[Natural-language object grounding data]
[Start of section]

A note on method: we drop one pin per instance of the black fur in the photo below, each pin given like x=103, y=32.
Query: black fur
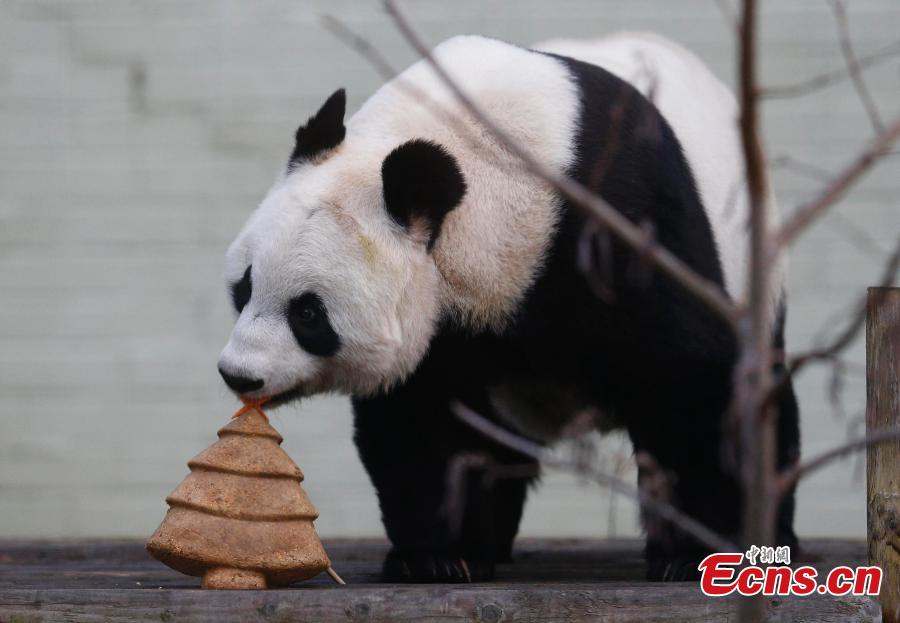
x=422, y=183
x=647, y=353
x=309, y=323
x=241, y=291
x=323, y=131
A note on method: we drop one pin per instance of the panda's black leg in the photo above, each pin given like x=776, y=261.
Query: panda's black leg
x=686, y=456
x=448, y=515
x=679, y=460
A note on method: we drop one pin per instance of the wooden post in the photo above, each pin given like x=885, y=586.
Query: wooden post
x=883, y=460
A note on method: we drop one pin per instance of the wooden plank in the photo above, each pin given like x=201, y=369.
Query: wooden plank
x=552, y=580
x=883, y=460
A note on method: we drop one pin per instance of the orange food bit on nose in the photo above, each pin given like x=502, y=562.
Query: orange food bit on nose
x=250, y=404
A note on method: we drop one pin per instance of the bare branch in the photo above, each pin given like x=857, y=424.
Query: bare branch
x=859, y=83
x=807, y=213
x=703, y=289
x=753, y=371
x=789, y=478
x=817, y=83
x=661, y=509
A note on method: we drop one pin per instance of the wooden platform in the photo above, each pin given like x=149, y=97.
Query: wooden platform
x=558, y=580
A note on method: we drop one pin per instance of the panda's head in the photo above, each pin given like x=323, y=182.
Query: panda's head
x=332, y=276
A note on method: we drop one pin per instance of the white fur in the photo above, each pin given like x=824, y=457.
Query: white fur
x=704, y=115
x=323, y=227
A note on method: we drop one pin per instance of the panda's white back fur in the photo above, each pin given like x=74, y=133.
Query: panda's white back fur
x=324, y=222
x=704, y=115
x=493, y=243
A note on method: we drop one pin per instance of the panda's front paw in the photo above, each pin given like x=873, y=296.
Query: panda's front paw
x=674, y=569
x=429, y=567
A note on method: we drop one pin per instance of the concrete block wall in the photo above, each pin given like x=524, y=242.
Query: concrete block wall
x=135, y=138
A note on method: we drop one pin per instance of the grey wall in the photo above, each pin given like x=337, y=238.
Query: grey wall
x=136, y=136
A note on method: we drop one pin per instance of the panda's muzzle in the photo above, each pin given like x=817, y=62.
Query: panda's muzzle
x=241, y=384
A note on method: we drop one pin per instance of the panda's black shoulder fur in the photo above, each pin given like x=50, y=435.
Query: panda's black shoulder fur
x=620, y=338
x=610, y=331
x=623, y=322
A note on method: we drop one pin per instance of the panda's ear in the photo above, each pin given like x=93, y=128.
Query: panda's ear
x=422, y=183
x=324, y=130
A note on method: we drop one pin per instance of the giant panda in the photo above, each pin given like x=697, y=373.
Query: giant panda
x=407, y=259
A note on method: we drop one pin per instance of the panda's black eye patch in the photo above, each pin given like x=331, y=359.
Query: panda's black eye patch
x=241, y=291
x=309, y=323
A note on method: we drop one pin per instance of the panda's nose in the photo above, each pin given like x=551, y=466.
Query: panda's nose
x=241, y=384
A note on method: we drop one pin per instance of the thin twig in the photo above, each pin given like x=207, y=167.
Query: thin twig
x=753, y=371
x=703, y=289
x=821, y=81
x=535, y=451
x=788, y=478
x=853, y=69
x=807, y=213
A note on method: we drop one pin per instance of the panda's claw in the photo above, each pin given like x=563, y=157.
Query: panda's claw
x=419, y=566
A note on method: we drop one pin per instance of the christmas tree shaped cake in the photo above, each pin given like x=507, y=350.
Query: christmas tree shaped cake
x=241, y=519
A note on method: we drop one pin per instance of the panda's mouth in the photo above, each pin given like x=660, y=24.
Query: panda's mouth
x=291, y=395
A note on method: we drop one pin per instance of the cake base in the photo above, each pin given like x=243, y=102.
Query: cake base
x=229, y=578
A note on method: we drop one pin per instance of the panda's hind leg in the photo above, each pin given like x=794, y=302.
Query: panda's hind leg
x=449, y=509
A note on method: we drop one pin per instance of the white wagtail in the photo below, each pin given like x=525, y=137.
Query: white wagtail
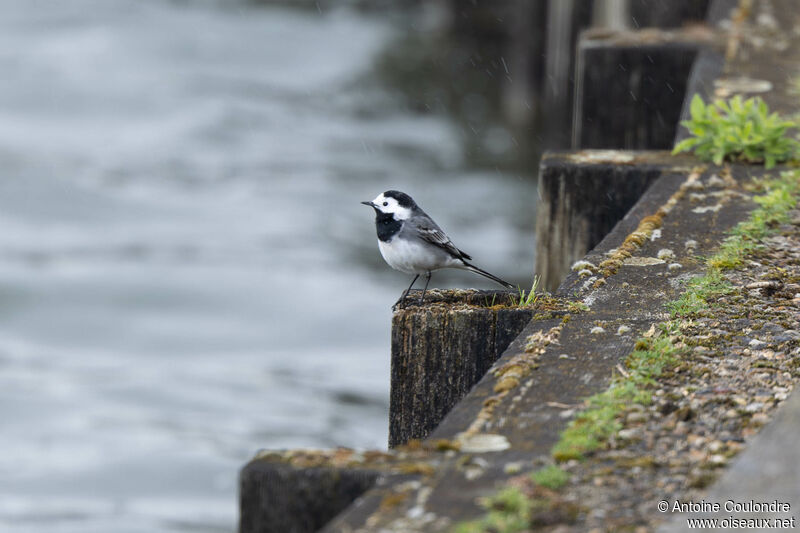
x=411, y=242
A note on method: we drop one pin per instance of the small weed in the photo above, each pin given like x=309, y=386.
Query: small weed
x=530, y=298
x=738, y=129
x=595, y=424
x=551, y=477
x=509, y=511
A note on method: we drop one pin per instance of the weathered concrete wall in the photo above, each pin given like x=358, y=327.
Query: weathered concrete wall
x=582, y=196
x=440, y=350
x=277, y=497
x=514, y=414
x=630, y=87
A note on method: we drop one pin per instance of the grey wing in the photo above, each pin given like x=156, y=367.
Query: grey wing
x=429, y=231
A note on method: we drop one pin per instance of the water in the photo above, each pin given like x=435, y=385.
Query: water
x=186, y=274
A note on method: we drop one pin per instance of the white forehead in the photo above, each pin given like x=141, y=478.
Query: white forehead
x=392, y=206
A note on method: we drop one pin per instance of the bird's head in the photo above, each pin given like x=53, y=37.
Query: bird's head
x=395, y=203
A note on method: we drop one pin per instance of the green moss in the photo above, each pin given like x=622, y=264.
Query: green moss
x=551, y=477
x=699, y=291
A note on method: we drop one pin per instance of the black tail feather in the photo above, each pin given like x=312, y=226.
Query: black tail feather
x=492, y=277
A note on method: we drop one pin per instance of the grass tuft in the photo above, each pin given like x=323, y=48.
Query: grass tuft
x=738, y=129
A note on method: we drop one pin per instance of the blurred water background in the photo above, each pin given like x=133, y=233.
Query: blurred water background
x=186, y=273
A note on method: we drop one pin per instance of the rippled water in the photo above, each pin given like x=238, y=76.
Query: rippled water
x=186, y=274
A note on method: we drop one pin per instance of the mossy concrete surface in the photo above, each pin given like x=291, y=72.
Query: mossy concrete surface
x=441, y=349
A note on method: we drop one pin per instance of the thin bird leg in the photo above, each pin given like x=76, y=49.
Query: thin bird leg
x=403, y=297
x=426, y=288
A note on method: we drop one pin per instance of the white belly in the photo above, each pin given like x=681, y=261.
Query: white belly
x=414, y=257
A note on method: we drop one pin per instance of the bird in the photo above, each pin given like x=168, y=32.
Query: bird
x=411, y=242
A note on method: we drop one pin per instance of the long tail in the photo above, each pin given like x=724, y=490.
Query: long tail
x=473, y=268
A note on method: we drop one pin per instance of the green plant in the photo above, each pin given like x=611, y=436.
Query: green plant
x=530, y=298
x=738, y=129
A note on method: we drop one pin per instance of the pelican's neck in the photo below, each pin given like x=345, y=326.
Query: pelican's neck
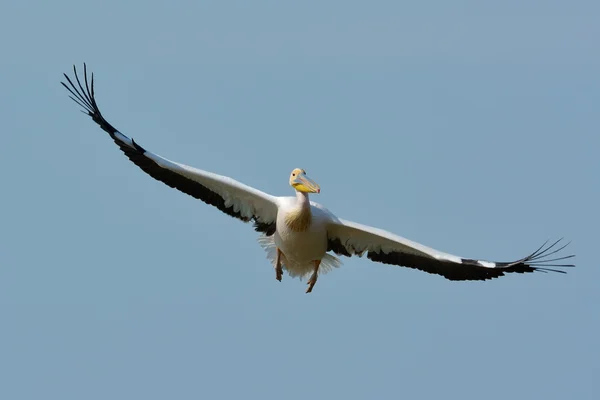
x=302, y=200
x=300, y=218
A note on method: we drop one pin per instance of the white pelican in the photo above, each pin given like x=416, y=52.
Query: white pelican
x=297, y=233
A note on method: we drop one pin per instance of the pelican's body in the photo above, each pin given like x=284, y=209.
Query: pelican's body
x=297, y=234
x=300, y=245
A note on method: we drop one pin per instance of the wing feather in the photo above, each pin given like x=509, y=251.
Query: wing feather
x=349, y=238
x=228, y=195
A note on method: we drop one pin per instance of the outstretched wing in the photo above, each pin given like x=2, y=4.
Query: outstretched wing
x=226, y=194
x=349, y=238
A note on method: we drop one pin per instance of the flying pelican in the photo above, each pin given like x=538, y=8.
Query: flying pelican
x=297, y=233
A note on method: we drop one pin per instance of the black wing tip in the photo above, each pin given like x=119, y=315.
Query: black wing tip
x=138, y=147
x=83, y=95
x=541, y=260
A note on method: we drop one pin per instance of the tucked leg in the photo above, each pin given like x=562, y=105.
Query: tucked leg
x=278, y=269
x=314, y=276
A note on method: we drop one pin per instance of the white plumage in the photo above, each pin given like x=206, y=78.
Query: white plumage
x=297, y=234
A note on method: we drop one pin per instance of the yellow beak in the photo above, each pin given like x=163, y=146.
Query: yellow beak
x=303, y=183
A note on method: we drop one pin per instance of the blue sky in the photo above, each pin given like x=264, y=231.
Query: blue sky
x=471, y=127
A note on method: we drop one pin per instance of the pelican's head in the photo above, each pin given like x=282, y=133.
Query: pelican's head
x=302, y=183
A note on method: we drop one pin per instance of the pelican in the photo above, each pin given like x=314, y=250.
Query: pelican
x=297, y=234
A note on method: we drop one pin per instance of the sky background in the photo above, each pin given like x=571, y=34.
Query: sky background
x=471, y=127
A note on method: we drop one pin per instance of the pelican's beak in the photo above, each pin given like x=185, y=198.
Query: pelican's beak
x=303, y=183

[End of section]

> Work task
Search the entries for "below" and copy each matching line.

> Answer for the task
A note on method: we drop one pin per instance of the black fur in the photo below, each pin given like x=103, y=32.
A note on method: we drop one pin per instance of the white wagtail in the photo below, each pin given like x=525, y=137.
A note on method: we drop one pin per instance of the pelican's neck in the photo below, each pin given like x=345, y=326.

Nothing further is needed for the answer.